→ Activity: Extract the passage of the African tulip text starting with "Fiji is working" and going on through "from native stands.", copying it word for word.

→ Passage:
%%

Fiji is working with community members towards eradicating African Tulip that is threatening traditional agriculture and biodiversity conservation

Fiji’s Ministry of Environment, under its Fiji Ridge to Reef (R2R) project, is now working towards eradicating African Tulip (an invasive species) that is aggressively outgrowing native tree species and threatens traditional agriculture and biodiversity conservation in the Waidina and Labasa catchments, while rapidly increasing in the Ba and Tuva catchments.

Through the Fiji R2R project trial plots and methods were designed to eradicate African tulips from native stands.

“A total of 50 community members were trained on eradication of African Tulips. The Project also closely followed the Environmental protection measures in undertaking the trials. For instance, the chemicals were only mixed in the village and away from any all-water sources,” Minister Reddy said.

“Another striking feature of this project is the training of the communities (in April 2021) and developing their capacities and abilities to be able to undertake these control methods even before the eradication could begin. We have achieved this despite the challenges caused by the pandemic. We did this carefully through complying with all COVID requirements – spacing our training sessions based around the lockdown and safety measures in place.”

“A key milestone and an outcome from this project has been the research, design, and the establishment of a stellar mechanism to eradicate invasive species. Today, we have established a solution to eradicate the African tulip,” said Minister Reddy.

Often known as the Fame of the Forests, the African Tulip Trees can outgrow and outcompete native trees – scorching the native vegetation in the area. 

“Almost 150 hectares of native forest stand has been improved, but the extent of African tulip in the catchment is far more concentrated and will need a concerted effort from the community to eradicate, given the quick dispersal abilities of African tulip. If other areas within the buffer zone are not attended to, the species will soon repopulate the 150 hectares and continue to threaten the Sovi Basin Protected Area.”

“The Sovi Basin is regarded as one of Fiji’s essential landscape ecosystems in terms of biological and landscape heritage. Sovi Basin has high biodiversity and is a potential genetic source for other areas on Viti Levu and the rest of Fiji. The entire landform is covered with undisturbed tropical forest. It is arguably the ‘jewel in the crown’ of Fiji’s protected areas system, functioning as the main storehouse of Fiji’s land-based biodiversity.”

%%

→ Records supplied:
%%

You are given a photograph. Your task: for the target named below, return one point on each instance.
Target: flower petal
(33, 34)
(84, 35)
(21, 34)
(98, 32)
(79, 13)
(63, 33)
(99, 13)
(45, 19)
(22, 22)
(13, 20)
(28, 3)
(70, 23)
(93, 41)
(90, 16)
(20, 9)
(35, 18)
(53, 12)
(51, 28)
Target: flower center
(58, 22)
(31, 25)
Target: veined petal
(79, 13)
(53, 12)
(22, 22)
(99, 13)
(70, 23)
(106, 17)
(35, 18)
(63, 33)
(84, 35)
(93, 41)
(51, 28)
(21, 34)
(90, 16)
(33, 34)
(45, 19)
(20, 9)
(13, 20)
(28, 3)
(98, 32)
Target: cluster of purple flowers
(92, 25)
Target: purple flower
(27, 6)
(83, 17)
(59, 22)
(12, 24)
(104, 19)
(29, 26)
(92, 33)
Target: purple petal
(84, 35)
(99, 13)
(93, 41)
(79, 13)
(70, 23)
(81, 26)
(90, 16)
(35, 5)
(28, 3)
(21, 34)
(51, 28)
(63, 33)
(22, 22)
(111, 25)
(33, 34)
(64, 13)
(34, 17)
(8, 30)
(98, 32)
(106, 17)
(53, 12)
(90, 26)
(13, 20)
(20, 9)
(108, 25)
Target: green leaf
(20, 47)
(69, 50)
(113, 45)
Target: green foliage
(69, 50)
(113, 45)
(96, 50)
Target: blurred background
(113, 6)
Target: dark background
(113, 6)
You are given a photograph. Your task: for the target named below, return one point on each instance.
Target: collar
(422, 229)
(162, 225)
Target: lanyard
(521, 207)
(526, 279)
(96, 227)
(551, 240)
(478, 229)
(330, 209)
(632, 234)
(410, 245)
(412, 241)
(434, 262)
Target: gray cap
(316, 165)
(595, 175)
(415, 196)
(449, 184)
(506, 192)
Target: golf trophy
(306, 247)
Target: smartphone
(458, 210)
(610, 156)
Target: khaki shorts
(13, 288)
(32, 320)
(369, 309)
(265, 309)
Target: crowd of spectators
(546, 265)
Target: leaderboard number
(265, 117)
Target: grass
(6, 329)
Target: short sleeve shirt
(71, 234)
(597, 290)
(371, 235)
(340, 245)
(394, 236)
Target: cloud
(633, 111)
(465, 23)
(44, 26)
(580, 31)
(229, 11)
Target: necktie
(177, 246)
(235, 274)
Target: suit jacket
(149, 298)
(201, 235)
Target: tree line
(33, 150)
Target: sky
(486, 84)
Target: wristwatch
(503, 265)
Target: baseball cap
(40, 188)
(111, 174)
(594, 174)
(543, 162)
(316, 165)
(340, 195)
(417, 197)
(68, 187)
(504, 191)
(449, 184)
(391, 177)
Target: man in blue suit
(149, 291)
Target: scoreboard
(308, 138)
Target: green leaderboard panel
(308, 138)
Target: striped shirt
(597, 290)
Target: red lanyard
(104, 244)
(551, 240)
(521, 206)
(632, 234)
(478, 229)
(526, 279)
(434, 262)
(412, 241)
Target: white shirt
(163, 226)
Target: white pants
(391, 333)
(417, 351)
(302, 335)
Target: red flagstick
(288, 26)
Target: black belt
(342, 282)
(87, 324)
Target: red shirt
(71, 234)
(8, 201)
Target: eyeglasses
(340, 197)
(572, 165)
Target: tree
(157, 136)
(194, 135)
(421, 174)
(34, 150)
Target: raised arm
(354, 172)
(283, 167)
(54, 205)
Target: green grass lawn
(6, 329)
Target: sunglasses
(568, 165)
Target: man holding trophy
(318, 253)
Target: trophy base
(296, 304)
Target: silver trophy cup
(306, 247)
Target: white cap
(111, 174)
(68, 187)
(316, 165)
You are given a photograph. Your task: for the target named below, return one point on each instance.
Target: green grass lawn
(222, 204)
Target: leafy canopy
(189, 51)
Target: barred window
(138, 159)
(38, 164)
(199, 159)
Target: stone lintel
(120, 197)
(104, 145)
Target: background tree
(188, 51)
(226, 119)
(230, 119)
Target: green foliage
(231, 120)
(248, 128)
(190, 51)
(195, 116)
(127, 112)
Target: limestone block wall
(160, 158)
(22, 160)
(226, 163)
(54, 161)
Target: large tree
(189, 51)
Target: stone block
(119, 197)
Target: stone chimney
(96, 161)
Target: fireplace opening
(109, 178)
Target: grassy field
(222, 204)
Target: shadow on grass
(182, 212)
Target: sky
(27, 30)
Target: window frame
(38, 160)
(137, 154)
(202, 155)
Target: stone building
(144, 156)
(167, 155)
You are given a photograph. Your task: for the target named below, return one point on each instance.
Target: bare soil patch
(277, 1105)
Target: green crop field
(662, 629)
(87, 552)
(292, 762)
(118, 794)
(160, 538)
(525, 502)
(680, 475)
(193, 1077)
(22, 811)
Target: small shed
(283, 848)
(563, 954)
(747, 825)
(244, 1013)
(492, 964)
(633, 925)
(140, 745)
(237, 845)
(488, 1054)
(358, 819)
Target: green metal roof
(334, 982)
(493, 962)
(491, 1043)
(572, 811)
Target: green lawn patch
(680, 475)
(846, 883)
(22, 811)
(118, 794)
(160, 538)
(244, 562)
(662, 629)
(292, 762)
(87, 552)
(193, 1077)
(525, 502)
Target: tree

%%

→ Answer box:
Fiji is working with community members towards eradicating African Tulip that is threatening traditional agriculture and biodiversity conservation

Fiji’s Ministry of Environment, under its Fiji Ridge to Reef (R2R) project, is now working towards eradicating African Tulip (an invasive species) that is aggressively outgrowing native tree species and threatens traditional agriculture and biodiversity conservation in the Waidina and Labasa catchments, while rapidly increasing in the Ba and Tuva catchments.

Through the Fiji R2R project trial plots and methods were designed to eradicate African tulips from native stands.